===== Text excerpt =====
Oracle Data Guard and Active Data Guard ensure high availability and disaster recovery during maintenance operations and in case of outages. Recovery Point Objective (RPO) of zero (zero data loss) can be achieved by setting up SYNC or FASTSYNC replication, even at any distance, using Far Sync without compromising performance. Recovery Time Objective (RTO) is the duration of time within a service that should be restored.
After a primary database fails, a notification will be sent to the monitoring team (hopefully). Monitoring contacts the responsible DBA. The DBA picks up their phone (hopefully). The DBA requests access to the production system, waits until approval, logs in and investigates the error, creates a change request, waits for approval, and, finally, initiates the failover. ALL THIS counts towards your RTO! The DBA is not even yet done. They still need to reinstate the failed primary.
This is where automatic failover, or Fast-Start Failover (FSFO), comes into place. The Observer monitors the entire Data Guard configuration. In the case of an unhealthy primary, it initiates an automatic failover reducing the recovery time tremendously. Additionally, the failed primary will automatically be reinstated and taken back as a standby into the data guard configuration.
Oracle Autonomous Database on Shared Infrastructure provides an automatic failover out of the box when zero data loss can be guaranteed. Oracle Autonomous Database on Dedicated Infrastructure enables you to configure FSFO at the click of a button.
This blog post takes you through the steps to configure FSFO for Base Database or Exadata Database Service in Oracle Cloud.
- VM DB System with a Data Guard configuration. Primary and Standby in different Availability Domains (AD1 and AD3).
- IaaS Compute VM running Oracle Linux 8 on a separate Availability Domain (AD2), which will be used for the Observer.
Data Guard Broker
Oracle Data Guard broker automates and centralizes the creation, maintenance, and monitoring of Oracle Data Guard configurations. It allows you to perform all management operations locally or remotely through the broker’s client interfaces:
- Oracle Enterprise Manager Cloud Control, or
- Oracle Data Guard command-line interface, DGMGRL
The Oracle Data Guard monitor is the server-side broker component that is integrated with the Oracle database:
DGMGRL command-line is part of the Oracle Database software installation and is available at $ORACLE_HOME/bin/dgmgrl.
===== Information given =====
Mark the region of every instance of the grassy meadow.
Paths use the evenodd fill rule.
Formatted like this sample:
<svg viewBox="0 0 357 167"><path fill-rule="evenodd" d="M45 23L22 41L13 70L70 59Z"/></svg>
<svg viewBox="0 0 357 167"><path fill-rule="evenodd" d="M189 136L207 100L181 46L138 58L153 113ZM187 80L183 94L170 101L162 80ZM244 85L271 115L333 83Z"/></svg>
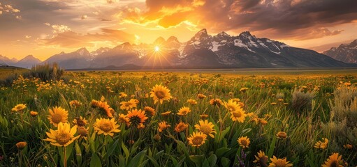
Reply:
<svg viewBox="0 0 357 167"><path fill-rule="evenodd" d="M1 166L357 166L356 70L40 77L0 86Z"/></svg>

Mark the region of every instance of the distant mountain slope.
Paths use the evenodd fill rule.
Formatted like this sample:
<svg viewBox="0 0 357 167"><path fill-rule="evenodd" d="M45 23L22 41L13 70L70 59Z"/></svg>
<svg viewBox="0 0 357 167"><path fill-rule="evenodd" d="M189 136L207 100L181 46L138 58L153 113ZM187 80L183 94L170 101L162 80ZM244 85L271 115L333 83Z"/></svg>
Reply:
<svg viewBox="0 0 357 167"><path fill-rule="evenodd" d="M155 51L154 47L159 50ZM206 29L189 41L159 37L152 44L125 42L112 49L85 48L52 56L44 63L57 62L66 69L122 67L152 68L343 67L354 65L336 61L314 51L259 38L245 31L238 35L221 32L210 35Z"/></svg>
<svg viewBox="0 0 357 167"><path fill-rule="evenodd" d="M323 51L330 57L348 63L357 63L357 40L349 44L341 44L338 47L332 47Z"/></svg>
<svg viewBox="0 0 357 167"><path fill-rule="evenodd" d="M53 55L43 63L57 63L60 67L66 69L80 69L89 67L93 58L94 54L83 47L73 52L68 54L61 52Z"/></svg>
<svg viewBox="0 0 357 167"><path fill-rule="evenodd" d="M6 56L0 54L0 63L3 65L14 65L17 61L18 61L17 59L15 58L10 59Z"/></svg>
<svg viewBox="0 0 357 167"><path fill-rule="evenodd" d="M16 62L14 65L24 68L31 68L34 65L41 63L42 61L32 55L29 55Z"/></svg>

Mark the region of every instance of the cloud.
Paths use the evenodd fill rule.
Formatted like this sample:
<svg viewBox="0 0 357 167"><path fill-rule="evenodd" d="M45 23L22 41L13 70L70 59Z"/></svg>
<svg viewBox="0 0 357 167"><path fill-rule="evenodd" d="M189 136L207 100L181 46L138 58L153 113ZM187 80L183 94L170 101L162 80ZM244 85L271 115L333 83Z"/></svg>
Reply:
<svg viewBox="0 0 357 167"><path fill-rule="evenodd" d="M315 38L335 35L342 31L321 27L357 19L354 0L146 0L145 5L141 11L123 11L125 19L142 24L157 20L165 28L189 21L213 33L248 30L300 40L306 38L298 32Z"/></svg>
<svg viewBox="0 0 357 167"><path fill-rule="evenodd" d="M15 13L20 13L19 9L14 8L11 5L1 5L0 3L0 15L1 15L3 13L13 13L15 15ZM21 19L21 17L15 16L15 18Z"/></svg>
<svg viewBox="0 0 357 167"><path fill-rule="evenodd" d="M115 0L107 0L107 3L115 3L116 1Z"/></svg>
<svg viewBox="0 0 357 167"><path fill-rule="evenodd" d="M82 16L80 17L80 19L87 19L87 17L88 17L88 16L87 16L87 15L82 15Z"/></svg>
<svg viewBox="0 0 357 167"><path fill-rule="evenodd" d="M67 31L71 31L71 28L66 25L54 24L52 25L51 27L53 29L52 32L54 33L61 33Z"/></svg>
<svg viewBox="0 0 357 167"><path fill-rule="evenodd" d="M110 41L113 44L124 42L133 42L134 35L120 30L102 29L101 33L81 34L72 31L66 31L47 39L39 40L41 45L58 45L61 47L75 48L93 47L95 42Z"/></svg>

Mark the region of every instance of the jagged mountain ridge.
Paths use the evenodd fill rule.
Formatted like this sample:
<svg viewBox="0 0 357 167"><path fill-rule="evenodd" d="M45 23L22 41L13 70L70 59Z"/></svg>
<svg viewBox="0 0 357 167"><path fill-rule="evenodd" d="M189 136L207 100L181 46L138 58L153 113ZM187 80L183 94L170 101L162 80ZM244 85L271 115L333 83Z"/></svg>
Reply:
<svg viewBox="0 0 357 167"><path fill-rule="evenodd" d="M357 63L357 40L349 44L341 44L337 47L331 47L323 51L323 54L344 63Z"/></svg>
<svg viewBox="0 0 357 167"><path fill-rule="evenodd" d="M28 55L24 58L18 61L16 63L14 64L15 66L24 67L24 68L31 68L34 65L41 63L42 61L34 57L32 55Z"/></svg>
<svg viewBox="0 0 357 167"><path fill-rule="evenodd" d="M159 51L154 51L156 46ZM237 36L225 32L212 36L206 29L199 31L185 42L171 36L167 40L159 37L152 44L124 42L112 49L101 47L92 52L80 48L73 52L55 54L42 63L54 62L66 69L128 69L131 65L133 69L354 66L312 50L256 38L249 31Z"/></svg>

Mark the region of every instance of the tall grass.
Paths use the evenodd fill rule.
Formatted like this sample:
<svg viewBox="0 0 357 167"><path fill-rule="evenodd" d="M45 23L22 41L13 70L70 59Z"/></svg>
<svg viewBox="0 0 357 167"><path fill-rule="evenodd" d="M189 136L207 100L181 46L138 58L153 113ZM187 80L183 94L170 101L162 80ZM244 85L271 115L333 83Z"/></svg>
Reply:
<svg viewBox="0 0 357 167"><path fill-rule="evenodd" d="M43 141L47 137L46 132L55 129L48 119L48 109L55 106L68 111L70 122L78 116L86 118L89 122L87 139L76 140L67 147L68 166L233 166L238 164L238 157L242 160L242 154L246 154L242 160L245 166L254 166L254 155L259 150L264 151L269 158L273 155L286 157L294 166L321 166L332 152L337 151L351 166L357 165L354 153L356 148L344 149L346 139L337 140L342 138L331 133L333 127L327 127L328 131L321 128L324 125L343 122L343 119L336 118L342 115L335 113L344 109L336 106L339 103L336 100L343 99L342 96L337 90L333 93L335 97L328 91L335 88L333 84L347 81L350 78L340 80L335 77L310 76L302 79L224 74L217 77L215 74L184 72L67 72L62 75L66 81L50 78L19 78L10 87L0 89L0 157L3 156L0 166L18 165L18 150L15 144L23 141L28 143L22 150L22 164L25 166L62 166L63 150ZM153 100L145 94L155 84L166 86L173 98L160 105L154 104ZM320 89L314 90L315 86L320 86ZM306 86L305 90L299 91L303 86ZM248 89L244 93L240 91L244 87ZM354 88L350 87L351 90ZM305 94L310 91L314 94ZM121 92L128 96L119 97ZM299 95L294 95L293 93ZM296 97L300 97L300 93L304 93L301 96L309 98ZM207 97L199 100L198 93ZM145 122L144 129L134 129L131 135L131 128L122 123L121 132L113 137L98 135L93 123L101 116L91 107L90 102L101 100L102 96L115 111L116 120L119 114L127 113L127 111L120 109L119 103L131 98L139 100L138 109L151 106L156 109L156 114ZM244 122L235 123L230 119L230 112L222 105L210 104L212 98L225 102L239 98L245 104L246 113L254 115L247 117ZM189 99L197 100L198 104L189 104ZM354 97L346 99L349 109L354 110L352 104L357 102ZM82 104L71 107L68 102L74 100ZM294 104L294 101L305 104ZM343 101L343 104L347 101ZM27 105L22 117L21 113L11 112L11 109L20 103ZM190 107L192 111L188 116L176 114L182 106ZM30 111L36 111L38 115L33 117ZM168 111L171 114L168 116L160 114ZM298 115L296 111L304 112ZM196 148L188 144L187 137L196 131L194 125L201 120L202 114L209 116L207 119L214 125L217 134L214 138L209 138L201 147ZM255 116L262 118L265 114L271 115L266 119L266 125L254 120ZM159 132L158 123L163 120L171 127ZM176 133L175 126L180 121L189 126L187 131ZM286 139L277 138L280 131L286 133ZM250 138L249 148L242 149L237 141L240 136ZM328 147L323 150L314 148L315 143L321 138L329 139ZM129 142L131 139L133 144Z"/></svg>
=====
===== Information given =====
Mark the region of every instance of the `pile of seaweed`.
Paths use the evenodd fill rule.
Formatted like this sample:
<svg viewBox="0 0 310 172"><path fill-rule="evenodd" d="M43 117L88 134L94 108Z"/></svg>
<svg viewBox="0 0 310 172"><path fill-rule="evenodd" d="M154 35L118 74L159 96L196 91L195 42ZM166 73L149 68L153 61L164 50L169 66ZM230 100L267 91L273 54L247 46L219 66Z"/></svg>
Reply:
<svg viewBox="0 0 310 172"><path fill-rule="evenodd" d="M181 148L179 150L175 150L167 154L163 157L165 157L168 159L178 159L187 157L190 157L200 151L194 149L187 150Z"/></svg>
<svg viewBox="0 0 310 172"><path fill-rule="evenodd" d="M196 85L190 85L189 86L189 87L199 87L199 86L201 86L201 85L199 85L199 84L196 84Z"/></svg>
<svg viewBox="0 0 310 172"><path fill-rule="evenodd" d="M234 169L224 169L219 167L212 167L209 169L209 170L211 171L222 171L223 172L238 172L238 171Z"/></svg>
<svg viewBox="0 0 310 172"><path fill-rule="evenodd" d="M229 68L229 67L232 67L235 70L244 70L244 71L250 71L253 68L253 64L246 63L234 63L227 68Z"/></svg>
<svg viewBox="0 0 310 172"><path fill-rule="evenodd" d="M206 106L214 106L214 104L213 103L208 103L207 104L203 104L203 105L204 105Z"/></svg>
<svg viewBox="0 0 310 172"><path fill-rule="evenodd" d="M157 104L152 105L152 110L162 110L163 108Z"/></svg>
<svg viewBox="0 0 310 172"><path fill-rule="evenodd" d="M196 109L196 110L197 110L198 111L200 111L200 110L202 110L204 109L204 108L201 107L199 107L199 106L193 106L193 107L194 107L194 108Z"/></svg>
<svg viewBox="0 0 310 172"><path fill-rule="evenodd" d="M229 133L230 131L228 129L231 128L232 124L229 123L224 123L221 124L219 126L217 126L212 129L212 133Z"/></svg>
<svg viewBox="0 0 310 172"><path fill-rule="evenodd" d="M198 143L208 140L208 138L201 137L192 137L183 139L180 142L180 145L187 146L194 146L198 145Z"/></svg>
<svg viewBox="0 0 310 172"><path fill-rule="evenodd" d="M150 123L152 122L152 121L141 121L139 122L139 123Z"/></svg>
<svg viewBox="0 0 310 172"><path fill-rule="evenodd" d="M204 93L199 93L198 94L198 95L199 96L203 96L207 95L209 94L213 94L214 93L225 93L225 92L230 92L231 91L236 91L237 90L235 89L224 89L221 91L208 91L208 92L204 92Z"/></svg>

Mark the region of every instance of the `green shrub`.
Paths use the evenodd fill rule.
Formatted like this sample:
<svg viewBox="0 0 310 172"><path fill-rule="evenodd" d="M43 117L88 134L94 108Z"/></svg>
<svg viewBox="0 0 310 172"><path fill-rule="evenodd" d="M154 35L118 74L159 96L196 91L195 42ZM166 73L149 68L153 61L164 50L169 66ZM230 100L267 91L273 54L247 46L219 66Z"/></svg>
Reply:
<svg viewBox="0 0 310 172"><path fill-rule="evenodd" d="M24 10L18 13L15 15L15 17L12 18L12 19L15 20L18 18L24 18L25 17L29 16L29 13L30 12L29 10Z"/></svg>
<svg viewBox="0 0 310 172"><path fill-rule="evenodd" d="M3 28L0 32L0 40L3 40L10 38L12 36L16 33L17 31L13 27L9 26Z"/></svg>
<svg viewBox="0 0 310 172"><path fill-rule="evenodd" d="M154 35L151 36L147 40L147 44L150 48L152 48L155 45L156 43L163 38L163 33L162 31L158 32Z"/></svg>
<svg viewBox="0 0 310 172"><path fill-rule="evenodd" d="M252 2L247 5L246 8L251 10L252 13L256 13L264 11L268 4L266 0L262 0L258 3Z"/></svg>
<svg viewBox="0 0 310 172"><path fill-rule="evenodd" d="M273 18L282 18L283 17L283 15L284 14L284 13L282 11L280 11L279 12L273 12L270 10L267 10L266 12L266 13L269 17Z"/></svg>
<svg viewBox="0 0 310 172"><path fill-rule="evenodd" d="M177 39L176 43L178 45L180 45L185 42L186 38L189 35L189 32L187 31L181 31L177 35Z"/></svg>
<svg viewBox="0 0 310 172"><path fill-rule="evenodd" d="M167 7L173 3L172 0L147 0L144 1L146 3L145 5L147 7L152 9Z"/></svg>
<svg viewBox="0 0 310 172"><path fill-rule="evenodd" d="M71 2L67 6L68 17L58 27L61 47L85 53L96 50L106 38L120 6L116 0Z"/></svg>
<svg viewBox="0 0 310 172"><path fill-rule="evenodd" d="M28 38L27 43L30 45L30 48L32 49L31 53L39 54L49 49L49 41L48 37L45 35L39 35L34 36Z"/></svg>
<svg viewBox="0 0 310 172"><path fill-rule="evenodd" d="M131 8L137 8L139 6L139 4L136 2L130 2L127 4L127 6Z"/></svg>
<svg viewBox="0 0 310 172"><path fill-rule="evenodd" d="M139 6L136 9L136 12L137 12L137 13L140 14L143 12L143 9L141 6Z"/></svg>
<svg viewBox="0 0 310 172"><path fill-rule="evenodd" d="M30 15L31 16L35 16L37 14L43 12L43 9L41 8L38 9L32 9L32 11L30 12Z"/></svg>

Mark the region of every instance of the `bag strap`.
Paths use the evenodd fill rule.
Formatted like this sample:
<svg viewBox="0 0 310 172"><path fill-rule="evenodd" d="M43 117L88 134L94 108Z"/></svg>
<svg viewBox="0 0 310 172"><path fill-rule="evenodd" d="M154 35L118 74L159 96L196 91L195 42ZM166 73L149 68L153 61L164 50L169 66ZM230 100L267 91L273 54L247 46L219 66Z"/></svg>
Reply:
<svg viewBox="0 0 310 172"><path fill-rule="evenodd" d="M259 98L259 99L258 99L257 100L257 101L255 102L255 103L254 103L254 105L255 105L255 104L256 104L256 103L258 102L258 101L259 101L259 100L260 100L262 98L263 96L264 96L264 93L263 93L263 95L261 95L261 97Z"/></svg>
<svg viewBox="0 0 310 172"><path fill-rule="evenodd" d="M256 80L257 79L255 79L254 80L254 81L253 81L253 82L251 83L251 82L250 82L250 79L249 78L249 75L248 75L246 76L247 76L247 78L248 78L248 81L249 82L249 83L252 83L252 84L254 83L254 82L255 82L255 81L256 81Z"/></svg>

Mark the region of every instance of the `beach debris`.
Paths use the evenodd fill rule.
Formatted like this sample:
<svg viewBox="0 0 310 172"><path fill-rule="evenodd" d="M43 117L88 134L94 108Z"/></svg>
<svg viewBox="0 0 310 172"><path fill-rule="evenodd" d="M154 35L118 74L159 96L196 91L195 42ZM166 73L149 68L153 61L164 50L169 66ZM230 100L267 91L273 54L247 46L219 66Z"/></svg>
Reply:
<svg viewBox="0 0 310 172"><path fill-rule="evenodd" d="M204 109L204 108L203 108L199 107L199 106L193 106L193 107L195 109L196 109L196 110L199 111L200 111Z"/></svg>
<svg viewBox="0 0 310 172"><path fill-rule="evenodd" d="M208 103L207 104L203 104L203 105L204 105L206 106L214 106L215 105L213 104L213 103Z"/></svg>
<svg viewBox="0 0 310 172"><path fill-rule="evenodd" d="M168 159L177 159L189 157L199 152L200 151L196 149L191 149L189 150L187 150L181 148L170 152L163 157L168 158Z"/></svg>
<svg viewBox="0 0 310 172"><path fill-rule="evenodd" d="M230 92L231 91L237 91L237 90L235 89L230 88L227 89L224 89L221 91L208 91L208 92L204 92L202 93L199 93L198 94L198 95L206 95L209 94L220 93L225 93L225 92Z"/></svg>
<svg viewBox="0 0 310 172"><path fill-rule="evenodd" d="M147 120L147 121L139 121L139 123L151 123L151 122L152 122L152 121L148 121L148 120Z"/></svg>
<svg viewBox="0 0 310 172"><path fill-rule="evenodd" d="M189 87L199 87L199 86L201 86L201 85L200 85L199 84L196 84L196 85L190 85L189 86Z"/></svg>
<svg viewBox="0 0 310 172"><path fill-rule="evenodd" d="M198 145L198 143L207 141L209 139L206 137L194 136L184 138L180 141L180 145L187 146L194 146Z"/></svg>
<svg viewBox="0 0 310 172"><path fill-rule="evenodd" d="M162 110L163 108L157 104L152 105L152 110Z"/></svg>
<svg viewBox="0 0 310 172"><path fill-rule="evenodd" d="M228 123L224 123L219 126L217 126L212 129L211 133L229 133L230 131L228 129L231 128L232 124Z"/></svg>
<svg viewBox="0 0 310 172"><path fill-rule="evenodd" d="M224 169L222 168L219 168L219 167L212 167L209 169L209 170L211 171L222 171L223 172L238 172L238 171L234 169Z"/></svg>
=====
Work to be completed — Can you give the Fast-Start Failover text again, starting with "Oracle Autonomous Database on Shared" and going on through "(AD1 and AD3).", with "click of a button" changed to "single click"?

Answer —
Oracle Autonomous Database on Shared Infrastructure provides an automatic failover out of the box when zero data loss can be guaranteed. Oracle Autonomous Database on Dedicated Infrastructure enables you to configure FSFO at the single click.
This blog post takes you through the steps to configure FSFO for Base Database or Exadata Database Service in Oracle Cloud.
- VM DB System with a Data Guard configuration. Primary and Standby in different Availability Domains (AD1 and AD3).